Exercise passage —

Content starts

From Picnic Nuisance to Ecological Champion: It’s Time We Value Pollinators

By Deborah Lehr

June 12, 2025

 

June is National Pollinators Month

A timely reminder that the birds, bees, bats, and butterflies we often overlook—or even fear—are actually among the most critical workers in our global ecosystem. These pollinators are more than fleeting visitors to summer picnics or creatures we instinctively shoo away.

 

They are, in fact, essential laborers in maintaining biodiversity, food production, and the stability of our natural systems.

3/4ths of the world's flowering plants and about 35 percent of the world's food crops depend on animal pollinators to reproduce.

This means that one in every three bites of food we eat relies on pollination from apples to almonds, coffee to cocoa. And yet, despite this outsized contribution, pollinators are in crisis. 

Globally, pollinator populations are plummeting due to habitat destruction, pesticide use, climate change, and disease.  

 

Nature has tangible economic value

Their decline is not just an environmental issue—it’s a clear threat to global food security, rural livelihoods, and ecological resilience.

More than one-fifth of native pollinators in North America, particularly bees and butterflies, are at an elevated risk of extinction.  

The warning signs are particularly stark in the U.S., where epidemiologists forecasts that commercial honeybee colony deaths could reach 70% by 2025—a sharp rise from the already unsustainable average annual losses of 40–50% in recent years and far above the 20% threshold considered manageable for agricultural pollination systems. Such alarming figures underscore the vulnerability of America’s food security in the face of ecological decline, especially in California, where crops like almonds, coffee, and cocoa—highly dependent on pollinators—make up a major share of the state’s agricultural economy.

Content ends

Check your understanding —
1. Reproduce the passage from the pollinator article, starting at "Globally, pollinator populations" and ending at "and ecological resilience.".
2. Answer these questions using the pollinator article:
(a) Which month is National Pollinators Month?
(b) About what percentage of the world's food crops depend on animal pollinators to reproduce?
(c) What share of native pollinators in North America is at an elevated risk of extinction?

Available data —
Content starts

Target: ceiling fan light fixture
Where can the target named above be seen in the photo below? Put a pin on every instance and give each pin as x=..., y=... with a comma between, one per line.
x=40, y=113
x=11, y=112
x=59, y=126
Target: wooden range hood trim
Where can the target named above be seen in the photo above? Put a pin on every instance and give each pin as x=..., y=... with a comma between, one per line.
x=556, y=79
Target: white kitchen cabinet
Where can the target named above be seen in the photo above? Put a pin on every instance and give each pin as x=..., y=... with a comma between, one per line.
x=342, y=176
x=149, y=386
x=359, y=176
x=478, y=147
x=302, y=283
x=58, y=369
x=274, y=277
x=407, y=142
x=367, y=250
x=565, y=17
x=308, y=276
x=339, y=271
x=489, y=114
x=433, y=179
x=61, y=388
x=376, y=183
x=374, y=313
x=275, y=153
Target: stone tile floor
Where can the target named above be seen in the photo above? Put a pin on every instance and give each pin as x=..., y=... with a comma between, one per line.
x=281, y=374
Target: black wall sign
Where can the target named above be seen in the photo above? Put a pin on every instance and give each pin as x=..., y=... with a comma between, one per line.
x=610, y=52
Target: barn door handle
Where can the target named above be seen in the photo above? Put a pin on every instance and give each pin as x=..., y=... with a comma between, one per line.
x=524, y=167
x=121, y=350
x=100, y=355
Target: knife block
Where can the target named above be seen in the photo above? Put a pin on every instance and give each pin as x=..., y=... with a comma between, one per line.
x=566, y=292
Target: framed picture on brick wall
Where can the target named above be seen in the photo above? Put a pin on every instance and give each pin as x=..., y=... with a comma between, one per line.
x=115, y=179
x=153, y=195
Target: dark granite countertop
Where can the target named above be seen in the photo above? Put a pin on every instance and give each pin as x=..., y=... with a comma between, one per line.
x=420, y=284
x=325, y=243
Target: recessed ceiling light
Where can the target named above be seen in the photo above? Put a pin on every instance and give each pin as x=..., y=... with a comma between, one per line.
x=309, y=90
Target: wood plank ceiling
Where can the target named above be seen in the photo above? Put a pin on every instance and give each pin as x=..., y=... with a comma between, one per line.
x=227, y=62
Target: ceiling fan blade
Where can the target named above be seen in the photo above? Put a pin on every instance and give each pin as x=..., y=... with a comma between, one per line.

Content ends

Solved tasks —
1.
Globally, pollinator populations are plummeting due to habitat destruction, pesticide use, climate change, and disease.  

 

Nature has tangible economic value

Their decline is not just an environmental issue—it’s a clear threat to global food security, rural livelihoods, and ecological resilience.

2.
(a) June
(b) About 35 percent
(c) More than one-fifth